FILE PHOTO: A logo is pictured outside a building of the World Health Organization (WHO) during an executive board meeting on update on the coronavirus outbreak, in Geneva, Switzerland, February 6, 2020. REUTERS/Denis Balibouse/File Photo
April 15, 2020
By Steve Holland
WASHINGTON (Reuters) – The United States could redirect to other international aid groups some $400 million it would have paid the World Health Organization this year, senior Trump administration officials said on Wednesday after President Donald Trump halted funding for the U.N. agency over its handling of the coronavirus outbreak.
Washington has already paid the Geneva-based WHO some $58 million this year, the officials said, half of what it is required to pay for 2020 – known as an assessed contribution.
“We’re stopping that second tranche,” said a senior Trump administration official. “We can very easily give this money to the Red Cross” or other similar organizations.
The United States also traditionally provides several hundred million dollars annually in voluntary funding tied to specific WHO programs like polio eradication, vaccine-preventable disease, HIV and hepatitis, tuberculosis, and maternal, newborn, child and adolescent health.
It was not immediately clear how much voluntary funding the United States had already provided for WHO programs in 2020.
“We can find another partner that is not the WHO. That money will be spent with other partners,” said a second senior Trump administration official.
Trump announced on Tuesday that U.S. funding would be halted while Washington reviewed the WHO’s role “in severely mismanaging and covering up the spread of the coronavirus,” which he said was likely to take 60 to 90 days.
The move prompted widespread condemnation from world leaders as reported global coronavirus infections passed the 2 million mark. The head of the WHO, Director General Tedros Adhanom Ghebreyesus, said he regretted Trump’s decision, but that now is the time for the world to be united in the fight against the virus.
Trump has accused the WHO of promoting China’s “disinformation” about the virus that likely led to a wider outbreak than otherwise would have occurred.
His funding decision came amid accusations by Democrats, including state governors, that his administration’s response to the worst epidemic in a century was haphazard and too slow.

- DATASET EXTRACT -
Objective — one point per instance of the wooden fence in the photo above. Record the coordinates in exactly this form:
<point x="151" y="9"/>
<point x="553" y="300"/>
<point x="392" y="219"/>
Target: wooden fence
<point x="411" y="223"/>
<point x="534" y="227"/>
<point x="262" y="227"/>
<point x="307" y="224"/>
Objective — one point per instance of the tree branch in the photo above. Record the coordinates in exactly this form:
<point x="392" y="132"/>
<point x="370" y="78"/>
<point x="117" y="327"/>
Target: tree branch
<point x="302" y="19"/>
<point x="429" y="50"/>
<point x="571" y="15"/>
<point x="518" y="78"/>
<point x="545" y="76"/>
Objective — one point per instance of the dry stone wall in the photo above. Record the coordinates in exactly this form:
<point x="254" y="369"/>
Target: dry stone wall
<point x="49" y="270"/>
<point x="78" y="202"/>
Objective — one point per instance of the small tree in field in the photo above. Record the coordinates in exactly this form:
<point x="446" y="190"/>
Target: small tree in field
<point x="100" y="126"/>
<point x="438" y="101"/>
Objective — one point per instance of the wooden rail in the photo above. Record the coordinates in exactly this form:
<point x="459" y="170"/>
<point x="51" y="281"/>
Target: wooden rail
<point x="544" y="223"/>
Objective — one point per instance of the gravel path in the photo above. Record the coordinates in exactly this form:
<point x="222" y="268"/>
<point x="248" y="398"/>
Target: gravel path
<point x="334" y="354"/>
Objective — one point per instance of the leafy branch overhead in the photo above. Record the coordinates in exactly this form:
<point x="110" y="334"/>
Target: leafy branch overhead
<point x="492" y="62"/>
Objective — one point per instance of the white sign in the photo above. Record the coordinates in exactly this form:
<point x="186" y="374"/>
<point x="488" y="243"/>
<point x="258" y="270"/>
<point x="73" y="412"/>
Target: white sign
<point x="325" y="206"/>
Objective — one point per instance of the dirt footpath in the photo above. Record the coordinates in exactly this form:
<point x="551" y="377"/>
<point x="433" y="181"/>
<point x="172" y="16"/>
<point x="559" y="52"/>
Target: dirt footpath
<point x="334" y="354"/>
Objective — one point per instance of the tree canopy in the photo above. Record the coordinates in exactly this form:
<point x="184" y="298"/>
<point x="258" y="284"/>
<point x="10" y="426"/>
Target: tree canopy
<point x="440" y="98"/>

- REQUIREMENT -
Reproduce verbatim the part of the WHO funding article above between "Trump announced on" and "would have occurred.", inclusive.

- REPLY -
Trump announced on Tuesday that U.S. funding would be halted while Washington reviewed the WHO’s role “in severely mismanaging and covering up the spread of the coronavirus,” which he said was likely to take 60 to 90 days.
The move prompted widespread condemnation from world leaders as reported global coronavirus infections passed the 2 million mark. The head of the WHO, Director General Tedros Adhanom Ghebreyesus, said he regretted Trump’s decision, but that now is the time for the world to be united in the fight against the virus.
Trump has accused the WHO of promoting China’s “disinformation” about the virus that likely led to a wider outbreak than otherwise would have occurred.